START SUPPLIED DATA

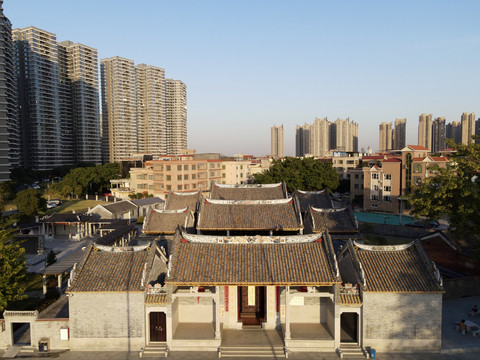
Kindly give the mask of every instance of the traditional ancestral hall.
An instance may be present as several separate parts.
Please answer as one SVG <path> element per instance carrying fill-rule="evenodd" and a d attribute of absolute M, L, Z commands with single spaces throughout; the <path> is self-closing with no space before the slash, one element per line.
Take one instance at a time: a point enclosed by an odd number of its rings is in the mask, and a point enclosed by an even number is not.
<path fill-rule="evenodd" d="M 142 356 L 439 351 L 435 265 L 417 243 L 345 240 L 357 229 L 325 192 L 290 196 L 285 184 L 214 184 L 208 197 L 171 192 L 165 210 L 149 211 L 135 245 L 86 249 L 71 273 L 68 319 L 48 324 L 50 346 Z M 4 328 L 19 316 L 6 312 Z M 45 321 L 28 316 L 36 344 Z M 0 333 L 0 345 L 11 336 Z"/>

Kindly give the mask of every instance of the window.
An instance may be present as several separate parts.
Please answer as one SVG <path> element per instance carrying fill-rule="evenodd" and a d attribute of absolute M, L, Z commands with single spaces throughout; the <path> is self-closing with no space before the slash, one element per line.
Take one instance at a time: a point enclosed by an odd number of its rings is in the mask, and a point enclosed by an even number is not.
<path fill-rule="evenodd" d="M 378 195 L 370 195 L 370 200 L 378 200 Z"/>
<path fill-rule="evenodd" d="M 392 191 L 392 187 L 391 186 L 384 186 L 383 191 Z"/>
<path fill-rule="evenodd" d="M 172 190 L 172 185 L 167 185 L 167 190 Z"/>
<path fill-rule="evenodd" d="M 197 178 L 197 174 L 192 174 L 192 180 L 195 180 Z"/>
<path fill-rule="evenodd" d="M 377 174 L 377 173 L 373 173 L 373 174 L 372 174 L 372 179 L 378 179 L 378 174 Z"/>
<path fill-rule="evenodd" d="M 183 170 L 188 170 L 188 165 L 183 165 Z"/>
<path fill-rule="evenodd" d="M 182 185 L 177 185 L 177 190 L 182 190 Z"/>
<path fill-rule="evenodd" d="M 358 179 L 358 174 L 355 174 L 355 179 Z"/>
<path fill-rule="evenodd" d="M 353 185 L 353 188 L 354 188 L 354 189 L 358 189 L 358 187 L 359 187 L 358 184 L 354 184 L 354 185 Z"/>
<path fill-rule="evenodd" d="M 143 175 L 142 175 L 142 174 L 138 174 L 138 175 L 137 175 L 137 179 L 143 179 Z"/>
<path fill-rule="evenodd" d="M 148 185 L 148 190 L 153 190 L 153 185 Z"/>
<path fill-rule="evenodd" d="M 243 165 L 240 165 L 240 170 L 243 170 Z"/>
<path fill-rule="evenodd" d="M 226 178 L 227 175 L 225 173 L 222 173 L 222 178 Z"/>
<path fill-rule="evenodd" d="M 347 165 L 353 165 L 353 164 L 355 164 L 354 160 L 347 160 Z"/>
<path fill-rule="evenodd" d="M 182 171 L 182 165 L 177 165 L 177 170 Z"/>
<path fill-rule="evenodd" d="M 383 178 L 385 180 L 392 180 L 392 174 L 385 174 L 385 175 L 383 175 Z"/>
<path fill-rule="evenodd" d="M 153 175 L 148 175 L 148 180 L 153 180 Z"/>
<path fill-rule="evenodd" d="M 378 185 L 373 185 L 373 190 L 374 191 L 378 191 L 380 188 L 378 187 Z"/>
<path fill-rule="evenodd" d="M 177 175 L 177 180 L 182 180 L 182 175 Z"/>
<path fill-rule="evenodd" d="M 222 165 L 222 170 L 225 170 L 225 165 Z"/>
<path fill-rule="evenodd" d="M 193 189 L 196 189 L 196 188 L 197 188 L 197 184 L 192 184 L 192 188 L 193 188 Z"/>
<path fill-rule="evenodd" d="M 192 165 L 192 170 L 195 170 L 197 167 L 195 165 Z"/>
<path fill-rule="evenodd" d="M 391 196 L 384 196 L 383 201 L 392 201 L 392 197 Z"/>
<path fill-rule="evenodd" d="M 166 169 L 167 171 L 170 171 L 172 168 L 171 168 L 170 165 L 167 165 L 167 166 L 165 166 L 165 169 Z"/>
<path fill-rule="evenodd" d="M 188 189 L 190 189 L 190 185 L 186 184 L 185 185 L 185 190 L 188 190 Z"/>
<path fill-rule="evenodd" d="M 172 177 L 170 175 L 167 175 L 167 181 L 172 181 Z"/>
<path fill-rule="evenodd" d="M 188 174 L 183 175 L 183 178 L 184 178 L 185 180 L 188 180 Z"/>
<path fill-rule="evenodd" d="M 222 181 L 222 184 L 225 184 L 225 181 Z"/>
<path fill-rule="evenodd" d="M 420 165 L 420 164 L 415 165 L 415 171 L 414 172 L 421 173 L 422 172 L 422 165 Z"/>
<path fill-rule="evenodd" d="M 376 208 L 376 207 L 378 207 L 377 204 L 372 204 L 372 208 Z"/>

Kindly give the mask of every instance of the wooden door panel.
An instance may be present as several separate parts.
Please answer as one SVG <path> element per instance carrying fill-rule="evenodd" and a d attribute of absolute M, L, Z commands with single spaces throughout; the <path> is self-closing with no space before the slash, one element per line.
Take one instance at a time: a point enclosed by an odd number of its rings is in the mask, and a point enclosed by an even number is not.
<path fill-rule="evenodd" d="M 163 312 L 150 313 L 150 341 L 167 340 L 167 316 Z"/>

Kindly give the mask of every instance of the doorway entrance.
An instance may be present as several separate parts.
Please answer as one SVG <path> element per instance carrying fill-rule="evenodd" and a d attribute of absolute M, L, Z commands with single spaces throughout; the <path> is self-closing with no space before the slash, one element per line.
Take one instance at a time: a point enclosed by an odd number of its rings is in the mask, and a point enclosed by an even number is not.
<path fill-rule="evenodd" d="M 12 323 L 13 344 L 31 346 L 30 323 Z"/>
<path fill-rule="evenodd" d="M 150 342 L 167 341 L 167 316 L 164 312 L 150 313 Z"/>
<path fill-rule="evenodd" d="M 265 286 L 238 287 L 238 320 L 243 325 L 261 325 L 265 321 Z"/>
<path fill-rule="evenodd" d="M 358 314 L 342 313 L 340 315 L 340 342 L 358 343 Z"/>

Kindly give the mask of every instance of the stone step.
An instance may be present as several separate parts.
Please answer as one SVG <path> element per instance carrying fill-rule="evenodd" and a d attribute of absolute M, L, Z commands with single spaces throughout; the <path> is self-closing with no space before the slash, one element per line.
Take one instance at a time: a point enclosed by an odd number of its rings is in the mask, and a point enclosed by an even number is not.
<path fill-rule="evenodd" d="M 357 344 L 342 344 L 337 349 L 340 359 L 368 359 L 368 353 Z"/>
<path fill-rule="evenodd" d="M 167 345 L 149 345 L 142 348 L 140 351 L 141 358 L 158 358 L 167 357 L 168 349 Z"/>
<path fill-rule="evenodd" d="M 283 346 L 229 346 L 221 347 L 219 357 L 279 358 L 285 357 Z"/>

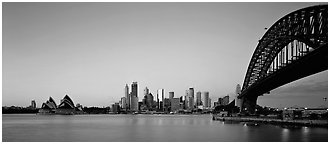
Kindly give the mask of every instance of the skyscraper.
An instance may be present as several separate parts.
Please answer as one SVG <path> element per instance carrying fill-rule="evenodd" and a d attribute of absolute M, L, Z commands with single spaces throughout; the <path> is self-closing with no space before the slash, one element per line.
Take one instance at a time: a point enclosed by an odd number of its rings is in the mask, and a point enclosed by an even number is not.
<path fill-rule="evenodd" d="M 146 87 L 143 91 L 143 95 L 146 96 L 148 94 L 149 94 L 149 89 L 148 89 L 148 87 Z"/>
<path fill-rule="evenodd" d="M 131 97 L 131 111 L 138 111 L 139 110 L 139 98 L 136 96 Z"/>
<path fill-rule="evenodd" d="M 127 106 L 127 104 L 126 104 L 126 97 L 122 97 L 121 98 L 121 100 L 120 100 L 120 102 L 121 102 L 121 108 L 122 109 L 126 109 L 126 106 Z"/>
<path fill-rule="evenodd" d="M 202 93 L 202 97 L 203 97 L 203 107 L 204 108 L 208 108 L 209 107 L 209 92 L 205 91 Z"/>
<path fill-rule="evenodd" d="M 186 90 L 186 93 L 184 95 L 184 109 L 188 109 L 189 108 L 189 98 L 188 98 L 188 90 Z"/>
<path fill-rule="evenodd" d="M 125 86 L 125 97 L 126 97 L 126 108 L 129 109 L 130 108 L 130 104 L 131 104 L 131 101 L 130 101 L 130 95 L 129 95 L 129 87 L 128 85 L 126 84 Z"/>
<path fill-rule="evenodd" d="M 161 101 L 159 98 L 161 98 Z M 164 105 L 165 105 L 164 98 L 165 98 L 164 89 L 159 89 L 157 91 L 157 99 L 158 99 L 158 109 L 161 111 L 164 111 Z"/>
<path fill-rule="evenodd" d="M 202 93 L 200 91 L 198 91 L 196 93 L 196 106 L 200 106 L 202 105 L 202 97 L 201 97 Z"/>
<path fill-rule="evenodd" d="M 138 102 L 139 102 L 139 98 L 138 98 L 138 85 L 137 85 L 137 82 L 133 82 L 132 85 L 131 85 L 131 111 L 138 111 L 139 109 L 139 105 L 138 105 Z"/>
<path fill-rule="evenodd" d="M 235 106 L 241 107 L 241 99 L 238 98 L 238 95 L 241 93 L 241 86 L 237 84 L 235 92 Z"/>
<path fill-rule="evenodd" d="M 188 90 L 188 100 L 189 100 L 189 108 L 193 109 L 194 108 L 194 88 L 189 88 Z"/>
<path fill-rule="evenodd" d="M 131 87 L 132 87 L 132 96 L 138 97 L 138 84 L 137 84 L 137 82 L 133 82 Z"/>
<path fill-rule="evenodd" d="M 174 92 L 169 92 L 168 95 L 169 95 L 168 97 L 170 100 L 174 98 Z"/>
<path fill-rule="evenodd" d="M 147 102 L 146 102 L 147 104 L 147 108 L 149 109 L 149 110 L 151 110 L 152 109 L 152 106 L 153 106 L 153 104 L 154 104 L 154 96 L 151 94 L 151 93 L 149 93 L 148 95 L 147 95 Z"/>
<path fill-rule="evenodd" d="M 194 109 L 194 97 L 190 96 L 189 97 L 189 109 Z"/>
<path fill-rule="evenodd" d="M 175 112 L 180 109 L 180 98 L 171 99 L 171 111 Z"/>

END SUPPLIED DATA

Every line above that holds "Kindly" should be copied out.

Kindly give the mask of every instance of the traditional ancestral hall.
Kindly give the mask of every instance of the window.
Kindly give the mask of every instance of the wooden door panel.
Kindly give the mask of every instance of the doorway entrance.
Kindly give the mask of every instance of the stone step.
Kindly give the mask of every instance of the skyscraper.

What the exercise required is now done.